-- Data to process follows --

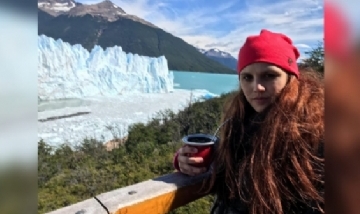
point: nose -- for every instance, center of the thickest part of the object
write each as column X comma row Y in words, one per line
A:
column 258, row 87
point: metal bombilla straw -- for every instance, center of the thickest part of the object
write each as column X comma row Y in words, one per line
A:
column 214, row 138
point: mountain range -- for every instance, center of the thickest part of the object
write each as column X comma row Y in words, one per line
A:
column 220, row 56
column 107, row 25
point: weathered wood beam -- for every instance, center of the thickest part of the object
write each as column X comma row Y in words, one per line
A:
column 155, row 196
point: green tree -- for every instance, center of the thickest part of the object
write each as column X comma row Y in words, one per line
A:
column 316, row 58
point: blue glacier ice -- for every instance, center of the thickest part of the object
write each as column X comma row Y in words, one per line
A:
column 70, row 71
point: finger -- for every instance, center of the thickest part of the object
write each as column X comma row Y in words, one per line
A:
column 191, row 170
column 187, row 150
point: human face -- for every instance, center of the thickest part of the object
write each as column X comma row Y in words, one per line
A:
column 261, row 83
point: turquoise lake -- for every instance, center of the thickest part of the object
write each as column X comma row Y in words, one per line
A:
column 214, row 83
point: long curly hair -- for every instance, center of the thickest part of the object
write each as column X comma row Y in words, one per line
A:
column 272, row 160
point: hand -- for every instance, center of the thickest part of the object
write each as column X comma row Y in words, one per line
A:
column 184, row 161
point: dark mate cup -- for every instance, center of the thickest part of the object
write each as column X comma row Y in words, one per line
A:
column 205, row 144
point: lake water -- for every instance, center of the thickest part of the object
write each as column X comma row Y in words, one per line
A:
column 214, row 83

-- Data to process concluded --
-- Data to process follows --

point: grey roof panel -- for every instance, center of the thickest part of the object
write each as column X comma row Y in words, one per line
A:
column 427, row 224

-- Data to process concluded --

> _Work required_
Everything from the line containing "point: nose -- for" through the line containing "point: finger -- for" in the material above should be retyped exactly, both ends included, and nothing more.

> _Finished task_
point: nose -- for every instance, center of the thickest part of the object
write each as column X comma row Y in words, one per line
A:
column 258, row 87
point: metal bombilla straw -- for every instance, center of the thickest part of the object
write each as column X comma row Y in words, one per line
A:
column 214, row 138
point: mountain range -- for every instance, center of the thickest part of the object
write each as column X comma row Y in words, one per line
A:
column 220, row 56
column 107, row 25
point: weathered wood beam -- for every instance, center of the thickest part of the object
write each as column X comma row Y in words, one per line
A:
column 155, row 196
point: green tree -- for every instance, center of the thickest part of the object
write each as column X comma row Y in words, one per line
A:
column 316, row 58
point: blue glacier ice -- for every instance, center of the thickest part of the object
write each as column X comma row Y in words, one per line
A:
column 70, row 71
point: finger -- for every instance, center of the thickest part of the object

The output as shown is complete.